++++ Page extract ++++

# Question regarding Area 51



## Beastie (Mar 20, 2014)

Good day!

Does anybody know how long it takes for an SVN commit in Area 51 to actually be integrated into the ports tree?

For instance I can see that Otter alpha 3 has been committed 8 days ago, but the ports tree still shows alpha 2. The update is very simple (version bump and addition of devel/qt5-script as a dependency) so I was wondering why changes are not approved faster in cases such as this?

I'm not trying to rush things up but very soon this commit will be outdated as a fourth alpha gets released upstream early next month.

Thanks for any info.


----------



## SirDice (Mar 21, 2014)

Area 51 is a testing area for KDE developers. I'm sure when they're done testing the fix it will be merged in with the FreeBSD ports tree.

http://freebsd.kde.org/area51.php


----------



## SirDice (Mar 21, 2014)

Just to avoid any confusion, the Area 51 repository isn't an _official_ repository. It's maintained by the FreeBSD-KDE developers, not by the FreeBSD ports manager. Questions regarding Area 51 are probably best asked on the freebsd-kde@ mailing list.


----------



## Beastie (Mar 23, 2014)

Thanks. I know the Area 51 is not an official repository. It's even hosted by the PC-BSD Project.
But regardless of that I still find the process quite slow for something that doesn't really require much testing as an update from one alpha version to another. Let's just wait then...


----------

++++ Material shown ++++

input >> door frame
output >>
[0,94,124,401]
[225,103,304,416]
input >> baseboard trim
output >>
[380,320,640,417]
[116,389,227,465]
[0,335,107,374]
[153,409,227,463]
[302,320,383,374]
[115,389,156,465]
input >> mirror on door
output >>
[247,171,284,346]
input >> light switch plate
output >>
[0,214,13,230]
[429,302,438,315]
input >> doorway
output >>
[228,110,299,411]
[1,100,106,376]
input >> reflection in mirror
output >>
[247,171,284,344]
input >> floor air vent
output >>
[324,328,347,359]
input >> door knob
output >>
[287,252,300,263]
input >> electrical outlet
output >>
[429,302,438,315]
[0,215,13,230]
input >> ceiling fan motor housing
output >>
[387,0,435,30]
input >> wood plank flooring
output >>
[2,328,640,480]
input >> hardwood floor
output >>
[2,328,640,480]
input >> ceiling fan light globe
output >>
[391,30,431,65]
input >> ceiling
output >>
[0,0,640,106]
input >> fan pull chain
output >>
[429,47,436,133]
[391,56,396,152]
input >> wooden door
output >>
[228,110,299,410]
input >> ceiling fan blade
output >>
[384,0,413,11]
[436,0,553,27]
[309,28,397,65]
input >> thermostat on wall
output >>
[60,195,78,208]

++++

• [Short exercise 1]
Answer these from the Area 51 thread:
(a) Which Otter version does the ports tree still show?
(b) Who maintains the Area 51 repository, rather than the FreeBSD ports manager?
(c) Which project hosts Area 51?
• [Short exercise 2] From the Area 51 thread, extract the passage that opens with the words containing "For instance I" and closes with "such as this?".

• [Reply 1]
(a) Alpha 2
(b) The FreeBSD-KDE developers
(c) The PC-BSD Project

• [Reply 2]
For instance I can see that Otter alpha 3 has been committed 8 days ago, but the ports tree still shows alpha 2. The update is very simple (version bump and addition of devel/qt5-script as a dependency) so I was wondering why changes are not approved faster in cases such as this?